---------- Exercise text
The Home-The Display of Wisdom

This wisdom is most necessary in the home. This is the summation of Proverbs 24:3. To manage a home well takes the wisdom that existed at creation, was in the heart of Adam and Eve before the fall, has as its source God, and is made visible in Jesus Christ. This profound and extensive wisdom is what it takes to build a home. This is obviously not speaking of laying concrete, building 2×4 walls, and a roof. This is speaking of the act of building a home-a place in which the relationships that God ordained between a man and woman and their children exist. Thus, the home is not a place that “just happens.” Building a home demands diligence, effort and complete dedication. There are those who would disagree with that last statement. They say, “I don’t think that is true. My home is doing alright. The kids are okay. My husband and I get along. We have good times, and yes sometimes bad, but who doesn’t.” However, you have to ask yourself what you are aiming at for the goal of your home. What is it that is actually supposed to be achieved in a home? If God says that a home is only built by wisdom and that wisdom is only given by God and that after searching for it as one would a hidden treasure of immense worth, then what does He mean? Is He mistaken?

If a home is only built upon the wisdom that is only available from God for the upright, then that would explain why so many households are simply not what they should be. Even in the church, households are not much above the quality of the world. Husbands don’t know how to lead their wives and children, nor do they think they are supposed to. Wives would much rather pursue a career than remain at home and build a place for her to express her love for her husband and children. Children are rebellious and expect the parents to give them their space. It seems that even the best of Christian homes are missing something. Could it be that we are missing wisdom? After all, it is as rare as a valuable treasure.
--------------------
---------- The data
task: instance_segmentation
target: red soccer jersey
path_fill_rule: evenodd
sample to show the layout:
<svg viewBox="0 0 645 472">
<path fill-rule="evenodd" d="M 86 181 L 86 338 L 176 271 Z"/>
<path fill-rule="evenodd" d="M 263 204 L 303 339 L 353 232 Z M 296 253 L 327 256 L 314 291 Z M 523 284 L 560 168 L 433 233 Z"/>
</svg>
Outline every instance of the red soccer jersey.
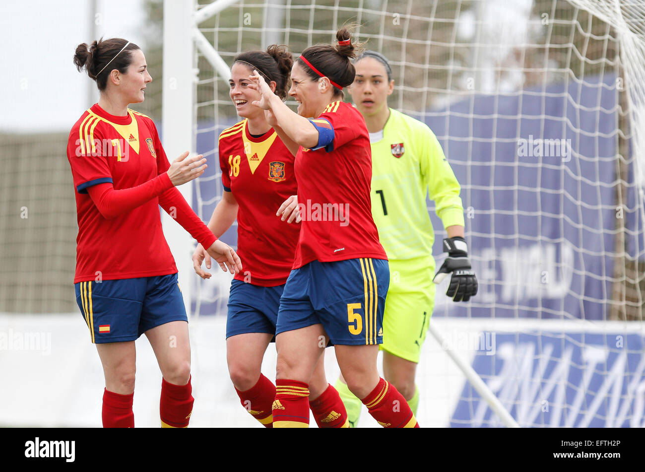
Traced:
<svg viewBox="0 0 645 472">
<path fill-rule="evenodd" d="M 114 116 L 95 104 L 72 128 L 67 158 L 79 225 L 74 283 L 177 272 L 159 210 L 160 198 L 170 200 L 168 195 L 175 192 L 169 180 L 169 190 L 163 195 L 111 219 L 101 215 L 87 190 L 105 182 L 112 182 L 115 190 L 131 188 L 168 170 L 170 164 L 152 120 L 130 109 L 127 116 Z M 204 241 L 212 244 L 215 237 L 208 232 L 211 238 L 206 235 Z"/>
<path fill-rule="evenodd" d="M 301 226 L 275 215 L 297 190 L 293 155 L 272 129 L 253 137 L 244 119 L 219 135 L 219 164 L 224 190 L 232 192 L 239 205 L 237 254 L 244 270 L 235 278 L 263 287 L 282 285 L 291 271 Z"/>
<path fill-rule="evenodd" d="M 365 120 L 356 108 L 332 102 L 315 121 L 333 128 L 333 142 L 298 150 L 295 177 L 303 219 L 293 268 L 312 261 L 387 259 L 372 216 L 372 152 Z"/>
</svg>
--------------------
» **Task prompt**:
Answer these from the passage on the home:
1. Which Bible verse does the passage say its opening point sums up?
2. What three things does building a home demand?
3. What would wives much rather pursue than remain at home?
Work only from the passage on the home, not from the stored items.

» **Exercise response**:
1. Proverbs 24:3
2. Diligence, effort and complete dedication
3. A career